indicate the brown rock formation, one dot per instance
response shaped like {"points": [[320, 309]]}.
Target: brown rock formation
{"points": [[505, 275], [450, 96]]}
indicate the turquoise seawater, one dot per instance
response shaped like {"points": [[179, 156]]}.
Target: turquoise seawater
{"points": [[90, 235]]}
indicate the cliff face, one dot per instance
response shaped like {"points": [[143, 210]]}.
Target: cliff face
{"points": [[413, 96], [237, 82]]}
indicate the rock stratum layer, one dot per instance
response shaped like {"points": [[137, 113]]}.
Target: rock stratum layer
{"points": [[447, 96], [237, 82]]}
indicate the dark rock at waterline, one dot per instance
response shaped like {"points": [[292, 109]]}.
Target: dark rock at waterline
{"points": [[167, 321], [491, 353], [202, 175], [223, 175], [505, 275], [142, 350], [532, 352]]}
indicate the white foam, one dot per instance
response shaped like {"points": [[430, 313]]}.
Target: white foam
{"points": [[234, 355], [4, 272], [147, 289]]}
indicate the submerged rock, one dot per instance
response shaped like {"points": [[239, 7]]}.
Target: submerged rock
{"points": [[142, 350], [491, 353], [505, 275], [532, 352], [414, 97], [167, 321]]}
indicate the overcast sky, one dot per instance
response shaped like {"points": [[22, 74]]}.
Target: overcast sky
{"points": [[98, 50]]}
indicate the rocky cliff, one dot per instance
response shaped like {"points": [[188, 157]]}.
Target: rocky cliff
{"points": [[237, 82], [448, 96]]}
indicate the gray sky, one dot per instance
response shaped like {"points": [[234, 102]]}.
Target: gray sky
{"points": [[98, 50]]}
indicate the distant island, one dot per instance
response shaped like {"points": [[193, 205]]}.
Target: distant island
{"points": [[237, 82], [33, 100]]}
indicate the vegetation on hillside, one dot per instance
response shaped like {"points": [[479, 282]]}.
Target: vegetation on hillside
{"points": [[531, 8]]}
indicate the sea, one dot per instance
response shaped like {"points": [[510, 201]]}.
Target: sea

#### Problem to work on
Change every occurrence of "one dot per instance" to "one dot for each instance" throughout the listing above and reproduce all of its lines with nothing else altered.

#### Exercise result
indicate the brown rock formation, one dot for each instance
response shaped like {"points": [[320, 309]]}.
Target: brown rock formation
{"points": [[505, 275], [450, 96]]}
indicate the turquoise seawater, one dot for each instance
response shaped like {"points": [[179, 156]]}.
Target: turquoise seawater
{"points": [[90, 235]]}
indicate the cliff face, one dot for each instance
response shaped like {"points": [[143, 210]]}.
Target: cliff face
{"points": [[413, 96], [237, 82]]}
indicate the rock stratum layer, one dot for each instance
response shaped like {"points": [[137, 113]]}.
Target: rock stratum layer
{"points": [[447, 96], [237, 82]]}
indicate the dark rock at waterline, one dot for each instance
response shaped like {"points": [[292, 109]]}.
Target: dark rock at waterline
{"points": [[167, 321], [491, 353], [202, 175], [223, 175], [505, 275], [142, 350], [532, 352]]}
indicate the white foam, one dot for each instance
response shaped like {"points": [[430, 313]]}.
Target: white foam
{"points": [[234, 355], [4, 272], [147, 289]]}
indicate the submerged rock, one dot for each instance
response shaped like {"points": [[239, 7]]}.
Target: submerged rock
{"points": [[142, 350], [491, 353], [505, 275], [532, 352], [414, 97], [167, 321]]}
indicate the overcast sky, one dot for each instance
response shaped like {"points": [[22, 74]]}.
Target: overcast sky
{"points": [[98, 50]]}
indicate the rocky cliff, one dot for each instance
response shaped like {"points": [[188, 157]]}.
Target: rocky cliff
{"points": [[237, 82], [448, 96]]}
indicate the gray sky, one dot for each instance
response shaped like {"points": [[234, 102]]}.
Target: gray sky
{"points": [[98, 50]]}
indicate the distant island, one dot for each instance
response shaped like {"points": [[193, 205]]}.
Target: distant island
{"points": [[237, 82], [33, 100]]}
indicate the vegetation on hillside, one dot for each instance
response shaped like {"points": [[479, 282]]}.
Target: vegetation on hillside
{"points": [[531, 8]]}
indicate the sea, one dot for each instance
response shaped like {"points": [[510, 201]]}.
Target: sea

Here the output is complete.